About this task:
Transcribe the passage of the USS Etlah article starting at "- Complement: 46" and ending at "service and hulked.".

Document section:
General characteristics
- Type: Net laying ship
- Displacement: 785 long tons (798 t)
- Length: 168 ft 6 in (51.36 m)
- Beam: 33 ft 10 in (10.31 m)
- Draft: 10 ft 10 in (3.30 m)
- Propulsion: Diesel-electric, 2,500 hp (1,864 kW)
- Speed: 12 knots (22 km/h; 14 mph)
- Complement: 46
- Armament: 1 × single 3"/50 caliber gun; 6 × single 20 mm AA gun mounts;

= USS Etlah (AN-79) =

USS Etlah (YN-98/AN-79) was a built for the United States Navy during World War II. She was commissioned in April 1945 and spent her entire career in the Pacific Ocean. She was decommissioned in March 1947 and placed in reserve. She was recommissioned in August 1951 for Korean War service and remained active until May 1960. She was sold to the Dominican Republic in September 1976 as patrol vessel Cambiaso (P207). By 1994, Cambiaso had been removed from Dominican Navy service and hulked.

==Career==
Etlah was launched 16 December 1944 by Commercial Iron Works, Portland, Oregon; sponsored by Mrs. Phyllis I. Kane; and commissioned 16 April 1945. ("Etlah" is apparently a native American Indian word meaning "white lily".)

From 8 June 1945 to 26 November, Etlah sailed out of San Pedro, Los Angeles, California, repairing and maintaining antisubmarine nets, and conducting salvage operations in the 11th Naval District. She then served at the Net Depot, Tiburon, California, testing experimental equipment and giving salvage service in the Oakland Estuary. Following World War II. In the spring and summer of 1946, Etlah performed a miscellany of service to Joint Task Force 1, conducting atomic weapons tests at Bikini Atoll in "Operation Crossroads". The net tender was overhauled at Bremerton, Washington that fall, and on 14 March 1947 was placed out of commission in reserve at Astoria, Oregon.

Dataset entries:
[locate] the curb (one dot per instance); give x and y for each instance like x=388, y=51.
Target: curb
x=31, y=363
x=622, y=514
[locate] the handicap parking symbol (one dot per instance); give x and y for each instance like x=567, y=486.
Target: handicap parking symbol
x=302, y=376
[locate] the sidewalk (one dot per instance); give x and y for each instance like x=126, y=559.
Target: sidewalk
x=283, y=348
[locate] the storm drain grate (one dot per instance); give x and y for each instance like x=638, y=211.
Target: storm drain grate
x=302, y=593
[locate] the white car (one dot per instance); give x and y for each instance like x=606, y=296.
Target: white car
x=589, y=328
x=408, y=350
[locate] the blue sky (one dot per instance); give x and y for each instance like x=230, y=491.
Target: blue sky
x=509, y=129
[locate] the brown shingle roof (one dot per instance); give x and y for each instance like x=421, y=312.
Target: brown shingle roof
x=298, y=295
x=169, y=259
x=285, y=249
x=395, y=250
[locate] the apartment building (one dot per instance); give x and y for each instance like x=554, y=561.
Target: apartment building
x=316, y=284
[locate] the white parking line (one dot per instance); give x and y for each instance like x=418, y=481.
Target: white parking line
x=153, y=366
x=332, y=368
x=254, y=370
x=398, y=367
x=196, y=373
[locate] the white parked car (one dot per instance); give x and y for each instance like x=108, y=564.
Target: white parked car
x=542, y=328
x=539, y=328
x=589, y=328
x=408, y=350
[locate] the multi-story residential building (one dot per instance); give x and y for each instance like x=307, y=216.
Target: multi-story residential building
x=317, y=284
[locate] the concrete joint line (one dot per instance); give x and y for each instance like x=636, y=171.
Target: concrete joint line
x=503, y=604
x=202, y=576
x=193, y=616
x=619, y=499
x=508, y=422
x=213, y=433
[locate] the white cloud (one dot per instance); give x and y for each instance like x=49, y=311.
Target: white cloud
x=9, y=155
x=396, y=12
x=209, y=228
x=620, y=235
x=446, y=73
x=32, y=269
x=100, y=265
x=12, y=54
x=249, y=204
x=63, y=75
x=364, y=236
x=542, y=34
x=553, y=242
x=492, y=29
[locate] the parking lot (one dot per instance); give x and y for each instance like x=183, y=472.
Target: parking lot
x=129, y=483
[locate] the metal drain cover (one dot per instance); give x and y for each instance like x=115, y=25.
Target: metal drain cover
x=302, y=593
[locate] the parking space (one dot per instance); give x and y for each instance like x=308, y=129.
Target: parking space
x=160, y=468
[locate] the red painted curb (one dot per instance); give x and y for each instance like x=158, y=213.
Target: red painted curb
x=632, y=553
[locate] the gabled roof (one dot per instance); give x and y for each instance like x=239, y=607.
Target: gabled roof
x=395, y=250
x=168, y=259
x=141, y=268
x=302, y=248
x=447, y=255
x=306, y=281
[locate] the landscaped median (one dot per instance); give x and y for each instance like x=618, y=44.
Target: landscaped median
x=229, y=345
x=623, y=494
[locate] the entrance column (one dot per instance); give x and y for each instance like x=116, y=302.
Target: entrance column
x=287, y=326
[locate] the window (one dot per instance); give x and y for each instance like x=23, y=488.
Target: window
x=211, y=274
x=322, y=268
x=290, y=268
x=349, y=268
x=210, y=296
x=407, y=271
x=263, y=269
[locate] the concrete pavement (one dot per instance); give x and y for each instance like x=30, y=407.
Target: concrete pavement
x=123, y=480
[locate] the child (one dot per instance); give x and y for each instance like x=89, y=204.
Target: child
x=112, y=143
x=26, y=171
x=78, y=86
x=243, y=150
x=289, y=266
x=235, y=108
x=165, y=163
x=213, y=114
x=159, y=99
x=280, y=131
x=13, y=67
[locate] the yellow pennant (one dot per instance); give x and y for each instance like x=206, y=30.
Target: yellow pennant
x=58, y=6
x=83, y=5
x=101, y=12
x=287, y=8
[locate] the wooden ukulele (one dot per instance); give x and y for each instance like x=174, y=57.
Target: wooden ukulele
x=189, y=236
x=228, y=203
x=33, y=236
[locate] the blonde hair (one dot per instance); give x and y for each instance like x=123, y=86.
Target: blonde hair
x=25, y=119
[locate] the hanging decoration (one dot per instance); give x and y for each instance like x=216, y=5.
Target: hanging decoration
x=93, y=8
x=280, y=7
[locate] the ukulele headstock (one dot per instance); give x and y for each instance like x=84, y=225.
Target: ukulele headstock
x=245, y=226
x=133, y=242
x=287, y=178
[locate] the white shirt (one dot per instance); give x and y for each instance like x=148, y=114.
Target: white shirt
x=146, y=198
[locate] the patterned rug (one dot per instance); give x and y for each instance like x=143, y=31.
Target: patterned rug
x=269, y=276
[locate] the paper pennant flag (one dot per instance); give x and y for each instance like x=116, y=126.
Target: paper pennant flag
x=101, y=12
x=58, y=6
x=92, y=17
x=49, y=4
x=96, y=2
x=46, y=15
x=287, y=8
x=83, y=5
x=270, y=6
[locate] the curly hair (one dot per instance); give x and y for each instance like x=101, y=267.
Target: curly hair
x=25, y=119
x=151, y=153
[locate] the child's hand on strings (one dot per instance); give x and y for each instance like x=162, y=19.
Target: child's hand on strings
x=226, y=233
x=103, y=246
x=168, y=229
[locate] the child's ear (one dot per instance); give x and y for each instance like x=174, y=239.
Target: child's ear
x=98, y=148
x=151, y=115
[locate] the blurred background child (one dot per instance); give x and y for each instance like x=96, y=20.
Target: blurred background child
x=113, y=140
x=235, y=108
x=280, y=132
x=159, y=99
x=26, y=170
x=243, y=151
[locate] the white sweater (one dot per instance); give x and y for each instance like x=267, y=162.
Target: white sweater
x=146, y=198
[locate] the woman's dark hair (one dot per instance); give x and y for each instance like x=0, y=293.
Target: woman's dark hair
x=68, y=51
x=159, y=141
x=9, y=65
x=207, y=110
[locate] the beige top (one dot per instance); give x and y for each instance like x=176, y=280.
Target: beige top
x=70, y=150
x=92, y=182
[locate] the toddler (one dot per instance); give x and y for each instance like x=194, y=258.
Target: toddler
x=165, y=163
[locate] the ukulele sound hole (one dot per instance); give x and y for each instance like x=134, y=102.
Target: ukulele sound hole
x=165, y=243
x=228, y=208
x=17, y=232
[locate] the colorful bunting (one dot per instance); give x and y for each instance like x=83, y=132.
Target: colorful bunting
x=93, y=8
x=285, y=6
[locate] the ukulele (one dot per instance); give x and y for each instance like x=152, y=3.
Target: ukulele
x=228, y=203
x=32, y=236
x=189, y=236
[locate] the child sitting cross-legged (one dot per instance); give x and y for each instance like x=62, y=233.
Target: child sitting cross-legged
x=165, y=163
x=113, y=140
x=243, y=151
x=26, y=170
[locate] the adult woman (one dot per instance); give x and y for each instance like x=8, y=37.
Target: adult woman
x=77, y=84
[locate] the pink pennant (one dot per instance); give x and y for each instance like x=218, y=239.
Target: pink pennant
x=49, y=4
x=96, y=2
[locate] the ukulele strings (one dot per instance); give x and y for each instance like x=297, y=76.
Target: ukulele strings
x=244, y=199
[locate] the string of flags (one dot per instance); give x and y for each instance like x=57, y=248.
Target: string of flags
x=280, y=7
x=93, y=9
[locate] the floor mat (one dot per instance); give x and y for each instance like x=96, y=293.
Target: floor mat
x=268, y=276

Answer for this exercise:
- Complement: 46
- Armament: 1 × single 3"/50 caliber gun; 6 × single 20 mm AA gun mounts;

= USS Etlah (AN-79) =

USS Etlah (YN-98/AN-79) was a built for the United States Navy during World War II. She was commissioned in April 1945 and spent her entire career in the Pacific Ocean. She was decommissioned in March 1947 and placed in reserve. She was recommissioned in August 1951 for Korean War service and remained active until May 1960. She was sold to the Dominican Republic in September 1976 as patrol vessel Cambiaso (P207). By 1994, Cambiaso had been removed from Dominican Navy service and hulked.